== Requisitos do exercício ==
A – Liste os títulos do espetáculo de Numa Ciro e de cada uma de suas partes que aparecem no texto sobre a artista.
B – Prossiga o texto sobre o espetáculo de Numa Ciro a partir da última frase apresentada.
───── Trecho da fonte
Socorro Brito
Ter Numa Ciro se apresentando na cidade deveria ser algo tão garantido quanto o canto gregoriano no Mosteiro de São Bento. O bom é ver repetidas vezes, religiosamente
Numa Ciro termina a temporada do espetáculo (mais precisamente um monólogo cantante) “A peleja da voz com a língua” nas próximas terça-feira e quarta-feira (gosto muito de nossos dias de semana serem todos “feiras”, forma bem mais maluca — na origem eclesiástica tudo era feriado — do que as homenagens para deuses romanos/vikings de outras línguas; por isso sempre uso seus nomes completos) no teatro do Centro Cultural Candido Mendes, em Ipanema. Por mim, poderia continuar eternamente. Ter Numa Ciro se apresentando na cidade deveria ser algo tão garantido quanto o canto gregoriano no Mosteiro de São Bento. O bom é ver repetidas vezes, religiosamente. Mas agora é quase tarde: quem perdeu só tem mais uma oportunidade. Até que a peleja de Numa Ciro encontre sua próxima morada.
Escrevi terça-feira e quarta-feira. Não seriam então duas oportunidades? Não: em cada feira (Numa Ciro vem de Campina Grande, cidade que tem — além do forródromo e da “tech city” — um dos melhores mercados de rua nordestinos; espero que ainda com aquela ala só de barbeiros) o repertório é diferente. Na terça-feira a peleja é chamada de “A viagem”; na quarta-feira encontramos “O amor”. Os dois monólogos — criação encomendada para homenagear os 50 anos do Instituto de Ciências Sociais da Universidade de Lisboa (não se espante: Numa Ciro é mestre radical na circulação entre mundos diferentes) — deveriam ter dado num só. Mas o seu bordado (desde criança, Numa Ciro aprendeu a bordar com linhas — tão preciosas “quanto um Stradivarius” — da Ilha da Madeira), somando tudo o que ia entrando de Portugal/Brasil/África (e ainda a interferência de outras línguas, mesmo o grego antigo), foi ficando cada vez mais complexo/quilométrico, e finalmente precisou ser dividido em dois. Quem puder ver só um, vai ter boa introdução ao universo de Numa Ciro. Porém, o melhor mesmo, é assistir aos dois rounds dessa peleja.
──────────
───── Material apresentado
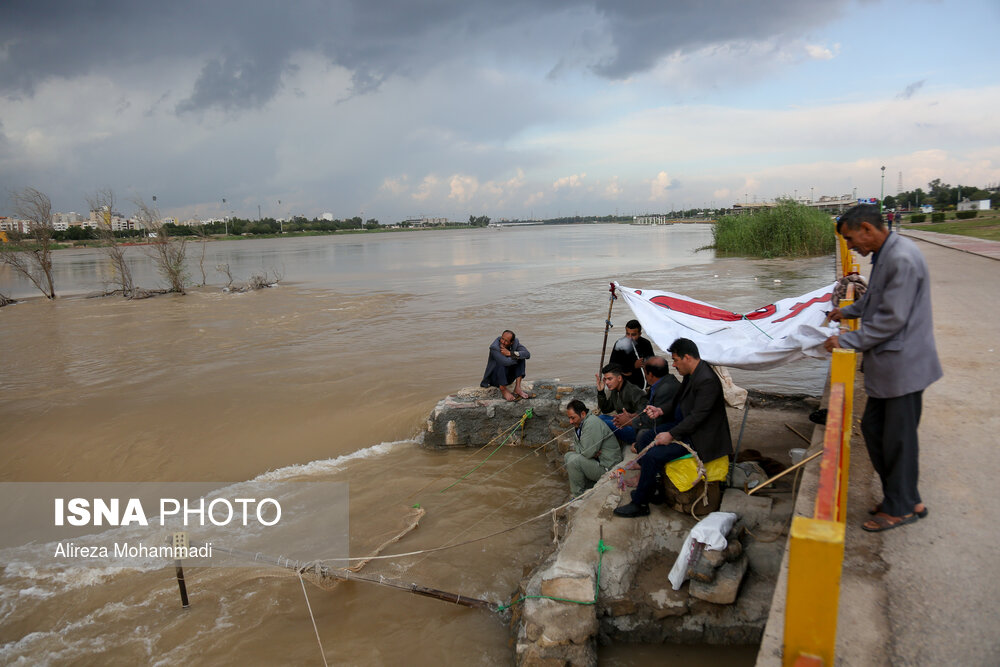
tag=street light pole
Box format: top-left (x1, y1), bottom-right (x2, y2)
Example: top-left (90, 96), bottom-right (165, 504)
top-left (878, 165), bottom-right (885, 215)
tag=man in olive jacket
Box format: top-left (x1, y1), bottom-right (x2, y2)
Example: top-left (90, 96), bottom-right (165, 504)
top-left (615, 338), bottom-right (733, 518)
top-left (563, 399), bottom-right (622, 496)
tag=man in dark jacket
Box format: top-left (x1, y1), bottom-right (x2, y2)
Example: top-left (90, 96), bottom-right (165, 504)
top-left (479, 329), bottom-right (531, 401)
top-left (632, 357), bottom-right (681, 452)
top-left (597, 364), bottom-right (646, 443)
top-left (615, 338), bottom-right (733, 517)
top-left (608, 320), bottom-right (653, 391)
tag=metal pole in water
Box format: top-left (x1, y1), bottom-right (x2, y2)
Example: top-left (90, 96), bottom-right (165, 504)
top-left (173, 533), bottom-right (191, 609)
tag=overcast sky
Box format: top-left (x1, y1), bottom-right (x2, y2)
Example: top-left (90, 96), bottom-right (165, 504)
top-left (0, 0), bottom-right (1000, 224)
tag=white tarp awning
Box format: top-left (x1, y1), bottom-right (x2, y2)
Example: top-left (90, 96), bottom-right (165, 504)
top-left (615, 283), bottom-right (837, 370)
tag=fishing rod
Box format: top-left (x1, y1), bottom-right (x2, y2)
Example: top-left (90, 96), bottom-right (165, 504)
top-left (597, 283), bottom-right (618, 373)
top-left (178, 542), bottom-right (497, 611)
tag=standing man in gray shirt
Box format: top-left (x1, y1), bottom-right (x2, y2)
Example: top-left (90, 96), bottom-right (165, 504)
top-left (825, 204), bottom-right (943, 532)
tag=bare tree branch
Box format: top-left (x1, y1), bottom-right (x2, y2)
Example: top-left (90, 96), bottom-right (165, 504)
top-left (87, 188), bottom-right (136, 299)
top-left (132, 197), bottom-right (187, 294)
top-left (0, 187), bottom-right (56, 299)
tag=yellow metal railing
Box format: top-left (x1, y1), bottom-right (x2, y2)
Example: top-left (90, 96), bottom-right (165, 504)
top-left (782, 227), bottom-right (858, 667)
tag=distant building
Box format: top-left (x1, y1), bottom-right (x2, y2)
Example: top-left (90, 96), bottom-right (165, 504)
top-left (0, 216), bottom-right (31, 234)
top-left (632, 215), bottom-right (673, 225)
top-left (399, 216), bottom-right (449, 227)
top-left (958, 199), bottom-right (990, 211)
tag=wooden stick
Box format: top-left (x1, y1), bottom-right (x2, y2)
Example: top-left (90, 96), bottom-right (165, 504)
top-left (785, 424), bottom-right (812, 445)
top-left (197, 545), bottom-right (497, 611)
top-left (597, 283), bottom-right (618, 373)
top-left (747, 449), bottom-right (823, 496)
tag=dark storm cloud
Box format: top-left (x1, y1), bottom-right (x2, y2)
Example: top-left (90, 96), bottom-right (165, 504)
top-left (594, 0), bottom-right (848, 79)
top-left (0, 0), bottom-right (846, 112)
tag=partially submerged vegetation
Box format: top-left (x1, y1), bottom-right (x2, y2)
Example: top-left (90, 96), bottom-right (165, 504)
top-left (712, 200), bottom-right (835, 257)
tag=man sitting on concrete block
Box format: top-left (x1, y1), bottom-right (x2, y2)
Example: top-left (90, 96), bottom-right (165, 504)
top-left (563, 399), bottom-right (622, 497)
top-left (596, 364), bottom-right (646, 443)
top-left (615, 338), bottom-right (733, 518)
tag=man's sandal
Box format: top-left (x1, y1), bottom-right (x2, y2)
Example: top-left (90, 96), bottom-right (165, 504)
top-left (861, 512), bottom-right (917, 533)
top-left (868, 503), bottom-right (927, 519)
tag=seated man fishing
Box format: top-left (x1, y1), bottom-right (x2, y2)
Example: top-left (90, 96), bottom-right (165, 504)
top-left (595, 364), bottom-right (646, 443)
top-left (615, 338), bottom-right (733, 518)
top-left (479, 329), bottom-right (531, 401)
top-left (563, 399), bottom-right (622, 498)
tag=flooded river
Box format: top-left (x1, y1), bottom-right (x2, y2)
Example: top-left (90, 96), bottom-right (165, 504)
top-left (0, 225), bottom-right (833, 665)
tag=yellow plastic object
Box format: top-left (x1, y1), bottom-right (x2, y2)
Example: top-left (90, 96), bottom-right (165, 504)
top-left (663, 454), bottom-right (729, 492)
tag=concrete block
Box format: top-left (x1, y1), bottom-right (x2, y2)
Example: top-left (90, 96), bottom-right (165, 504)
top-left (649, 588), bottom-right (690, 620)
top-left (524, 600), bottom-right (598, 647)
top-left (688, 558), bottom-right (747, 604)
top-left (541, 577), bottom-right (594, 602)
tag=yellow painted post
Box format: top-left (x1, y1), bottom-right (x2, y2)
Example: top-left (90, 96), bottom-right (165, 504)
top-left (782, 516), bottom-right (844, 667)
top-left (830, 349), bottom-right (858, 522)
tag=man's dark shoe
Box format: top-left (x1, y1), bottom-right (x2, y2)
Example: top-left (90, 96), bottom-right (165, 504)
top-left (615, 503), bottom-right (649, 519)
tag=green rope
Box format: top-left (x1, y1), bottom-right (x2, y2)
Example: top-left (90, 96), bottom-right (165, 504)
top-left (438, 408), bottom-right (534, 493)
top-left (497, 540), bottom-right (611, 614)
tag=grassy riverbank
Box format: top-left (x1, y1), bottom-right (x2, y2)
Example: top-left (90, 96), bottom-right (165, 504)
top-left (712, 201), bottom-right (834, 258)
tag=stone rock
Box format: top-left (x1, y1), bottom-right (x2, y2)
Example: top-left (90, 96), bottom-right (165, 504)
top-left (723, 526), bottom-right (743, 561)
top-left (746, 540), bottom-right (785, 579)
top-left (719, 488), bottom-right (771, 530)
top-left (444, 419), bottom-right (458, 447)
top-left (649, 588), bottom-right (690, 620)
top-left (688, 558), bottom-right (747, 604)
top-left (524, 600), bottom-right (598, 647)
top-left (687, 551), bottom-right (726, 584)
top-left (698, 545), bottom-right (728, 568)
top-left (603, 598), bottom-right (636, 616)
top-left (541, 577), bottom-right (594, 602)
top-left (517, 643), bottom-right (597, 667)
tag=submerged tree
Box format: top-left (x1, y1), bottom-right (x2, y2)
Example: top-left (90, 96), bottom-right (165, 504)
top-left (0, 187), bottom-right (56, 299)
top-left (132, 197), bottom-right (187, 294)
top-left (87, 188), bottom-right (136, 299)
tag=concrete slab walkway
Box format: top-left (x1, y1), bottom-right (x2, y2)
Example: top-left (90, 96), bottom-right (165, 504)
top-left (757, 230), bottom-right (1000, 665)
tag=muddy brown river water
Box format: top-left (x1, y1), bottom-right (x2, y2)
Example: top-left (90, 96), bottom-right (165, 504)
top-left (0, 225), bottom-right (833, 665)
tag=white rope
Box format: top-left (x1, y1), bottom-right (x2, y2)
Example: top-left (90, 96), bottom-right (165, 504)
top-left (297, 570), bottom-right (329, 667)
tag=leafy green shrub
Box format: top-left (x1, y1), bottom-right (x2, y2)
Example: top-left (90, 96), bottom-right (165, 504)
top-left (712, 200), bottom-right (836, 257)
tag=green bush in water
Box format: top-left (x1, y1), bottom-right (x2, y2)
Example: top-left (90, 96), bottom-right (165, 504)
top-left (712, 200), bottom-right (836, 257)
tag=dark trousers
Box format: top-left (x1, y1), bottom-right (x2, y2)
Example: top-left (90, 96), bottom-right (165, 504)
top-left (635, 422), bottom-right (677, 454)
top-left (632, 442), bottom-right (688, 505)
top-left (597, 415), bottom-right (635, 444)
top-left (861, 391), bottom-right (924, 516)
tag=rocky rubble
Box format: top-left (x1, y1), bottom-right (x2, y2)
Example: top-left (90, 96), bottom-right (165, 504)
top-left (424, 380), bottom-right (804, 665)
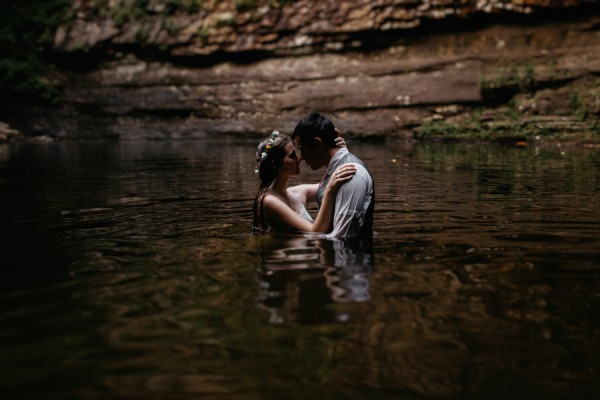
──────────
== Respostas por tarefa ==
A –
- "A peleja da voz com a língua"
- "A viagem"
- "O amor"

B –
Como disse, Numa Ciro cresceu na Serra da Borborema paraibana, aprendendo até a bordar para se tornar uma dona de casa perfeita. Casou bem cedo, ainda adolescente. Naquela época/cultura, era comum que mulher casada deixasse de estudar. Nos planos domésticos, apareceu um grande problema. Ela não engravidava. Disse para o marido: “só terei filho se entrar para a universidade”. Barganha feita, passou para Psicologia, engravidou, mas inventou outro tipo de perfeição existencial. Seu nome era Maria do Socorro, em devir para psicanalista lacaniana, e também Socorro Brito, atriz. Apresentou os espetáculos “Escombros eletrônicos — Um show de anormalidades” (com Selma Tuareg) e “Tangos e boleros punks” (com Diomedes), na Campina Grande do início dos anos 1980.
Chegando ao Rio, ficou logo amiga do pessoal da Poesia Pornô e da Geração 80 (precisamos de algum estudo detalhado daquele momento cultural da cidade; outro dia procurei e não encontrei nada na internet sobre o Cabaret Voltaire de Ipanema — será que foi sonho meu? — lembro-me vagamente de gente pelada, filmes udigrudis e shows new wave — era a resposta carioca aos televisores da Gang 90 no Lira Paulistana e para a cítara de Alberto Marsicano [que o panteão hindu o tenha em bom lugar] no Carbono 14). Quase imediatamente foi parar na Academia Brasileira de Letras cantando “Subayara Johnny”, nua (Hidelbrando de Castro pintou uma explosão de bomba atômica no seu corpo, transformando-o em ameaçadora natureza viva). Totalmente demais?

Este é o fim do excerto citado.